Problem = Rescale the stretch from the line containing "Target: riverbed stone" through the line containing "177 148 L 177" by writing out every line again, requests included, with each vertex coordinate in the answer outlines multiplied by 2.35 and rounded to a whole number, halves up. Keep the numbers in the requests and their format samples unchanged.

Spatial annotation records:
════

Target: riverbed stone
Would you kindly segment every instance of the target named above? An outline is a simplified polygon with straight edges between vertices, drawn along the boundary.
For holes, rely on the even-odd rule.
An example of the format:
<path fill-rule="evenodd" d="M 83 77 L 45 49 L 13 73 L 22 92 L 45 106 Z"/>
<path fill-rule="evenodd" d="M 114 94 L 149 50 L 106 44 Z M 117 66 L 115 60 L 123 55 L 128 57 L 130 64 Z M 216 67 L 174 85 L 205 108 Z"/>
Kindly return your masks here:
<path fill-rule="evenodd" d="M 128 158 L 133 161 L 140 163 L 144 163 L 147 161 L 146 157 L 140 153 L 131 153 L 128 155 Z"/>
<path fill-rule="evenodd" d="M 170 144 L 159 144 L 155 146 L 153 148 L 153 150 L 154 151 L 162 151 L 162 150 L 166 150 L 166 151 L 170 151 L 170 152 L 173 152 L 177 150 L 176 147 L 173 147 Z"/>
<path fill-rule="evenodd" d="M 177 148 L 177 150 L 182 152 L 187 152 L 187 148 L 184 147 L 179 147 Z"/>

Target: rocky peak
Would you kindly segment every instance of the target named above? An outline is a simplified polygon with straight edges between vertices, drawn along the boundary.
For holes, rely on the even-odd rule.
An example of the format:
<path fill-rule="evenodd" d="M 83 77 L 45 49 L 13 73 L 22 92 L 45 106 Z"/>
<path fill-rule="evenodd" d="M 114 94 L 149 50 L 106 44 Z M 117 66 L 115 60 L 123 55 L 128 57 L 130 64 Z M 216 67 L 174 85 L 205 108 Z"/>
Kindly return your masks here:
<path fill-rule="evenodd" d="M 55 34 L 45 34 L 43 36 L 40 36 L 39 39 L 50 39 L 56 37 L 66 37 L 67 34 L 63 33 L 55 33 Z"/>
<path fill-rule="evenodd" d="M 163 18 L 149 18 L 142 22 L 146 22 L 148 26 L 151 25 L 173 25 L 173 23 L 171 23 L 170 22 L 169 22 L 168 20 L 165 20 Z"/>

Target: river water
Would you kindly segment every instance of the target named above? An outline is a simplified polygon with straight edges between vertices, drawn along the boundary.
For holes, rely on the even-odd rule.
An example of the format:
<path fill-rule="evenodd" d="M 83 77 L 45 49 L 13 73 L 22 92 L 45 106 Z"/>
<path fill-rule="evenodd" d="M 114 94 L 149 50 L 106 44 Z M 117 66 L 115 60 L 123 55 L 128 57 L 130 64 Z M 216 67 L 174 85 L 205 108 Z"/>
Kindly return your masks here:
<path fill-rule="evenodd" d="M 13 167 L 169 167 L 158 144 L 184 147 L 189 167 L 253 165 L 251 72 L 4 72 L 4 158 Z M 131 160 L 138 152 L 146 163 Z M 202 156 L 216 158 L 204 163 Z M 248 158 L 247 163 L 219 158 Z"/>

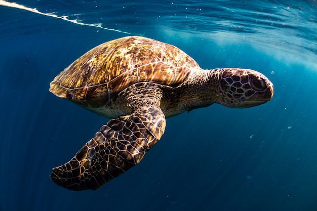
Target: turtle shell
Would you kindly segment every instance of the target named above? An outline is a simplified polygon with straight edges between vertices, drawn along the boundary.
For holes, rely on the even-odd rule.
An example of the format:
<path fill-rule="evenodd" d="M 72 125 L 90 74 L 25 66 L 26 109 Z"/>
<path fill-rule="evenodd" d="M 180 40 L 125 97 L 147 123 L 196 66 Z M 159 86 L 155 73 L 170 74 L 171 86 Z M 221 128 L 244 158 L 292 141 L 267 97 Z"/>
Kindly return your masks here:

════

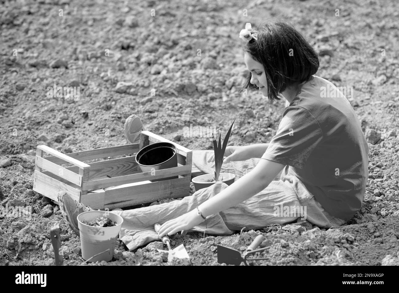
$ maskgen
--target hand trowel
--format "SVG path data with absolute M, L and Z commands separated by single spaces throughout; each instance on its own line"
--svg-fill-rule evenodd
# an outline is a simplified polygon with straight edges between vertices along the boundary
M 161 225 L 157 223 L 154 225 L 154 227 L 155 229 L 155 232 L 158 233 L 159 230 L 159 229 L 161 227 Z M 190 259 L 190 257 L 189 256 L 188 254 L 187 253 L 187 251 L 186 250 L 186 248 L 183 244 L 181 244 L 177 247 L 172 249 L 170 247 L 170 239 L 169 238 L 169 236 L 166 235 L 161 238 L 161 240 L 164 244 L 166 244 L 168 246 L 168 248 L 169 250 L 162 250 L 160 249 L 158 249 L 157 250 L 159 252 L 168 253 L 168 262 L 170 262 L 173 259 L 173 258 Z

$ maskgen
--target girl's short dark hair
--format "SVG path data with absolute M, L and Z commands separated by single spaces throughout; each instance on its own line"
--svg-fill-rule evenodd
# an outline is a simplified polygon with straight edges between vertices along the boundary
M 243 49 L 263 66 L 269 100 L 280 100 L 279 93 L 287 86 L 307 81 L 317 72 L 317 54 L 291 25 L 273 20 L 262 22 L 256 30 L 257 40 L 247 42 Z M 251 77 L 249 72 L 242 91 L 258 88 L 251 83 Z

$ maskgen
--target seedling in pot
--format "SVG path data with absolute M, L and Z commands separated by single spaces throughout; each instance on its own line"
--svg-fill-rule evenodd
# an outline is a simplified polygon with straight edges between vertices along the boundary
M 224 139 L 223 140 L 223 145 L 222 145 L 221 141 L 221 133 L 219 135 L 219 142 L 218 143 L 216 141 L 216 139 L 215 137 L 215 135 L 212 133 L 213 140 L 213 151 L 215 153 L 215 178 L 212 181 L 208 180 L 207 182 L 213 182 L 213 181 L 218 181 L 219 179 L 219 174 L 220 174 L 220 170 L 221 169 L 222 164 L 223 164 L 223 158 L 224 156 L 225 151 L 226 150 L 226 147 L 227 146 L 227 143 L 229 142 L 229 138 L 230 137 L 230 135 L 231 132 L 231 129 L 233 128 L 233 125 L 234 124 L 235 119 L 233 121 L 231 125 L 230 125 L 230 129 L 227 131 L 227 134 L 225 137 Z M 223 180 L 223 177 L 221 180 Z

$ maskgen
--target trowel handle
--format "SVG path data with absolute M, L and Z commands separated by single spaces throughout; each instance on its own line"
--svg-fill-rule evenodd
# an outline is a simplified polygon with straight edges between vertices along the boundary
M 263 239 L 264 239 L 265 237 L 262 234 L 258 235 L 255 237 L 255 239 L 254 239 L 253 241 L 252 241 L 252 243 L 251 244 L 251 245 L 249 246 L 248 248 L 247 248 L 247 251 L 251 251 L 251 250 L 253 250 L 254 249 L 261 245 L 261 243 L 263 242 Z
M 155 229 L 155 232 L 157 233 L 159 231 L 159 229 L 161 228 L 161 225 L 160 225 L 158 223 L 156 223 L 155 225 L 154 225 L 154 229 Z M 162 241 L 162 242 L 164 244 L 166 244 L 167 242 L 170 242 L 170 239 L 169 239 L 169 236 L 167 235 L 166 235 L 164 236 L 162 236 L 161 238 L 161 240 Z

════

Answer to this problem =
Target: riverbed stone
Would you kindly segment every instance of the target named above? An outline is a simplified polygon with straight edges between vertices, drawn along the boundary.
For holes, rely on the even-odd rule.
An example of the format:
<path fill-rule="evenodd" d="M 83 77 L 45 49 L 13 73 L 22 92 L 45 106 Z"/>
<path fill-rule="evenodd" d="M 114 94 L 149 50 L 106 44 Z M 117 66 L 115 60 L 123 55 L 128 57 L 130 64 Z M 216 67 L 174 85 L 205 108 Z"/>
Kindly return your masks here:
<path fill-rule="evenodd" d="M 301 371 L 313 378 L 329 383 L 338 383 L 345 378 L 343 369 L 329 360 L 308 360 L 301 364 Z"/>
<path fill-rule="evenodd" d="M 400 338 L 374 338 L 364 343 L 360 348 L 360 353 L 362 355 L 381 355 L 381 353 L 390 353 L 390 355 L 400 355 L 400 357 L 407 357 L 416 353 L 414 345 L 407 345 Z"/>
<path fill-rule="evenodd" d="M 416 348 L 416 353 L 428 357 L 439 357 L 439 348 L 432 345 L 421 345 Z"/>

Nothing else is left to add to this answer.